→ **Parts of the exercise**
• a. In the comment thread on morality and persuasion, what does Thomas say most hard moral decisions involve?
• b. Continue the comment thread on morality and persuasion from where it stops.

And while there is, of course, an interplay between emotions and culture in considering something wrong, it doesn't follow that's the whole story. From the fact that a certain morality exists in a particular culture, it does not follow that morality is solely the product of a particular culture and has no further truth-value. Usually, when a person declares something to be wrong, they are not saying "I feel that x is wrong because of my culture and my own emotions, but I don't declare it to be actually wrong." Rather, they make are making a claim that something is intrinsically wrong. To psychologize such a person would be to commit another category mistake, because it overlooks what the person's claim actually is in order to make it fit into some preconceived narrative.

Adam Gurri said...

Thomas,

You examples of people being persuaded simply point to cases where people have changed position because they have been persuaded that the new position matches their (nonlogical, nonrational) values better than their old one. Or possibly got them to change some values by appealing to others that they felt more strongly about.

Regardless, they did not appeal to some logical, rational proof of the superiority of one position over another. They appealed to things that people felt strongly about. That is how persuasion works.

For some reason, you seem to assume the arguments for God or an objective morality belong in the philosophic discipline of logic rather than metaphysics or ethics.

Why would I assume that? Where did I assume that? My whole point is that this isn't about logic.

I wish I had not brought up the specifics of my own views on morality; it is in many ways a side track from the point I was trying to make. I have written a new post that I think makes my point much more clearly than the original.

Thomas said...

"You examples of people being persuaded simply point to cases where people have changed position because they have been persuaded that the new position matches their (nonlogical, nonrational) values better than their old one. Or possibly got them to change some values by appealing to others that they felt more strongly about."

No, they are not. Read them again. They are about people changing their values contrary to cultural pressures and their own emotional disposition. As I understand it, your claim is that people don't make decisions for rational reasons, but due to one's culture and one's own feelings. That's an empirical claim, and it's false. Most hard moral decisions involve acting against one's own desires and often one's culture (or sub-culture). Many people do this. You seem to be holding to this idea regardless of the empirical evidence otherwise, much as religious caricatures do.

To the extent that one becomes convinced of the truth of something through a reasoned argument, but does not act in accordance with that truth, this is a character flaw. To the extent that one is not even capable of being persuaded by a reasoned argument, one is plagued by both moral and intellectual flaws. As Hegel says:

"Since the man of common sense makes his appeal to feeling, to an oracle within his breast, he is finished and done with anyone who does not agree; he only has to explain that he has nothing more to say to anyone who does not find and feel the same in himself. In other words, he tramples underfoot the roots of humanity. For it is the nature of humanity to press onward to agreement with others; human nature only really exists in an achieved community of minds. The anti-human, the merely animal, consists in staying within the sphere of feeling, and being able to communicate only at that level."

→ **Dataset entries**

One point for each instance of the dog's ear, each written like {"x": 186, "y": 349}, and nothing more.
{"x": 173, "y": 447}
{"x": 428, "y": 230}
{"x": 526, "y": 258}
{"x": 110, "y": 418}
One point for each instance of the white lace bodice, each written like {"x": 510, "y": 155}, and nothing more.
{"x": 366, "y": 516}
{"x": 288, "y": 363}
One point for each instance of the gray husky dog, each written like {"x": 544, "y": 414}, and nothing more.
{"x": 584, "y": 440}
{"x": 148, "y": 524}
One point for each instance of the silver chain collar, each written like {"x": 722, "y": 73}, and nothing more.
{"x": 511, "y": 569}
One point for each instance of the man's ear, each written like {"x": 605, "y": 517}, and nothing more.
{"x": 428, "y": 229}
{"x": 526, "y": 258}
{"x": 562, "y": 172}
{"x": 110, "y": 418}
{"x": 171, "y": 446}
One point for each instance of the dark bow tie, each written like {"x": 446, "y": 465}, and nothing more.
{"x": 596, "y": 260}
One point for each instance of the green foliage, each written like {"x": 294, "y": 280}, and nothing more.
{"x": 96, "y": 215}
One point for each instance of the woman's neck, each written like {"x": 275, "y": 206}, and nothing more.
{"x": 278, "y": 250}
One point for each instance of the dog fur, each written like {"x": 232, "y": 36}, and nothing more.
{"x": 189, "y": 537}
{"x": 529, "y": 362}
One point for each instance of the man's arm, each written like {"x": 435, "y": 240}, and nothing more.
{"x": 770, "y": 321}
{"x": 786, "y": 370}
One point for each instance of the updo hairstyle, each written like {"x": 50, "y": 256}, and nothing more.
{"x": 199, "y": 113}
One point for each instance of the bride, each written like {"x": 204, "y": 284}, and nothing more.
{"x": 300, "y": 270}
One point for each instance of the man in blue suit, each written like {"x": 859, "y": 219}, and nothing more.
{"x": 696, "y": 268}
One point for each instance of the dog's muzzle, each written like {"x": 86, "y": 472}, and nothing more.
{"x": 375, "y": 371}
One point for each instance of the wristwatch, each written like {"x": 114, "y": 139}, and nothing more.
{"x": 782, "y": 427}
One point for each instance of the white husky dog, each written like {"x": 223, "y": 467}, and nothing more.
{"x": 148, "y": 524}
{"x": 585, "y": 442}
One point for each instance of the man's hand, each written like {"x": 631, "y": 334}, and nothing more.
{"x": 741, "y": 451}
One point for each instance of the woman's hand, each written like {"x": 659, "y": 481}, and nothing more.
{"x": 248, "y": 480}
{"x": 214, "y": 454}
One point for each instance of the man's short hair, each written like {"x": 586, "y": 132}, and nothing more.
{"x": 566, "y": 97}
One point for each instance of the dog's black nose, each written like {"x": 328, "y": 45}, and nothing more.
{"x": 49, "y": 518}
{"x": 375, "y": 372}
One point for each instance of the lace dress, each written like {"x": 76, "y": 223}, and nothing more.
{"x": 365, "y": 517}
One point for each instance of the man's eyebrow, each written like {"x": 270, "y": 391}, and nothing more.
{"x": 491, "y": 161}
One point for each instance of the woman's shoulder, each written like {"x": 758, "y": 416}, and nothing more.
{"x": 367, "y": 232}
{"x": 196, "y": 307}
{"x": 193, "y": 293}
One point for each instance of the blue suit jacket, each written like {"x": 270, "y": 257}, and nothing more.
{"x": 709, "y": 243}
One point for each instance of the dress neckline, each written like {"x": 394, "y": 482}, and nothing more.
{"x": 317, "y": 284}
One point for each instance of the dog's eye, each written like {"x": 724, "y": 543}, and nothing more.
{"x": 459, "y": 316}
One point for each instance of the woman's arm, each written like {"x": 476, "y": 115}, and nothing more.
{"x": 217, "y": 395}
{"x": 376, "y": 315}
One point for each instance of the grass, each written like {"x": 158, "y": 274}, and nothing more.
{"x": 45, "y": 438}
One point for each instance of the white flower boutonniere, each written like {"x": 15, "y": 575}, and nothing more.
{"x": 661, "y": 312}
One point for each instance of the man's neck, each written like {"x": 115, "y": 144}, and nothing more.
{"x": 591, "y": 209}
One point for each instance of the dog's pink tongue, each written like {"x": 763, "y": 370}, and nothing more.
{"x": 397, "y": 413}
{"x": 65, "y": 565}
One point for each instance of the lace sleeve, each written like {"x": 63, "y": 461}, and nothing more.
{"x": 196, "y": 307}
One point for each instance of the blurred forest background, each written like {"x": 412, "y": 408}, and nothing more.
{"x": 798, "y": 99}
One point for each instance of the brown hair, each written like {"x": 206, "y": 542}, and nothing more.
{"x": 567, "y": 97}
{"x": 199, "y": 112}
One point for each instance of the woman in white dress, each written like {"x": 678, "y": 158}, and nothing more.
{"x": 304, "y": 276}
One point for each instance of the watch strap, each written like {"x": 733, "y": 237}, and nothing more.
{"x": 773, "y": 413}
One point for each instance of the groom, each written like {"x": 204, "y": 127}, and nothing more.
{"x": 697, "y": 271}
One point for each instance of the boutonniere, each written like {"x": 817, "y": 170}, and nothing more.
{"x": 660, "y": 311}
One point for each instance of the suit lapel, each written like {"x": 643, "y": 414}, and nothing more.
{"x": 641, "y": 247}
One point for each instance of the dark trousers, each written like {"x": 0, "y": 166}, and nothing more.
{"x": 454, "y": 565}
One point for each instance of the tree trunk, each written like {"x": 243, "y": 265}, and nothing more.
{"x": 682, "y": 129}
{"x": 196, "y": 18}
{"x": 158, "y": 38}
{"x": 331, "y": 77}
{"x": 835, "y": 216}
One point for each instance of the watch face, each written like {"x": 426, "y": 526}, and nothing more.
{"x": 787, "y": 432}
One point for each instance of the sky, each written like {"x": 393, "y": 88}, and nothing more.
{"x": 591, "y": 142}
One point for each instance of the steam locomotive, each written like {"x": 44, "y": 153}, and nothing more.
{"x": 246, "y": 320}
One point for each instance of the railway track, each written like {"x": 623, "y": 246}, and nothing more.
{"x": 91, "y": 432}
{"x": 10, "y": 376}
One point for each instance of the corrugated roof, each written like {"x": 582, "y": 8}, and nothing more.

→ **Per-task answers**
• a. Acting against one's own desires and often one's culture (or sub-culture).

• b.
Adam Gurri said...

I think the crux of our disagreement is that I do not even understand what you mean by a "rational argument".

Let's take one of your examples:

"People have become vegetarians when they were persuaded by arguments against factory farms, despite having no particular love for animals."

Here are your claims in this example, as I understand them:

1. There is something wrong with factory farms.
2. This can be demonstrated through a chain of logic.
3. Even people who don't care about the well being of animals have been persuaded by this logic.

Is that fair?

What I would like is for you to explain to me:

1. What is the value-neutral (that is, purely reason-based, not at all appealing to subjective emotions or valuations) basis for claiming that there is something wrong with factory farms?
2. What is the chain of logic that demonstrates this is the case?

I can't for the life of me think of any answer to satisfy these questions, but perhaps I am simply lacking in imagination and reasoning abilities.

Could you clarify for me?

Martin Cothran said...

I would like to interject one important point as you two go at it here in regard to persuasion. The standard classical model of persuasion, as laid down by Aristotle in his Rhetoric, is that it has three modes: Ethos, logos, and pathos.

In other words, people are persuaded in three ways: by the character and trustworthiness of the speaker (ethos), the rational strength of the speaker's arguments (logos), and the way in which the speaker, through his speech, draws the audience to him by appealing to their emotions (pathos).

In a good piece of persuasive speech or writing, all three of these are working in harmony. These modes are still an essential part of communications theory.

These three modes of persuasion track the three parts of the soul: the will, the intellect, and the imagination. To deny that any one of them has persuasive force would be simply to deny that aspect of human nature. So to say that people are not convinced by rational appeals is to throw into doubt that there is a human intellect. On the other hand, to say that all persuasive appeals are appeals to reason is to throw the will and the passions into doubt.

I'm just pointing this out to give this debate some context.

You may continue firing...

Adam Gurri said...

Martin,

I began to write a response to your comment, but decided it was a whole other can of worms that I couldn't produce a quick answer to. So..noted! And to be continued another time! :)

KyCobb said...

Martin,

"It's all a crap shoot."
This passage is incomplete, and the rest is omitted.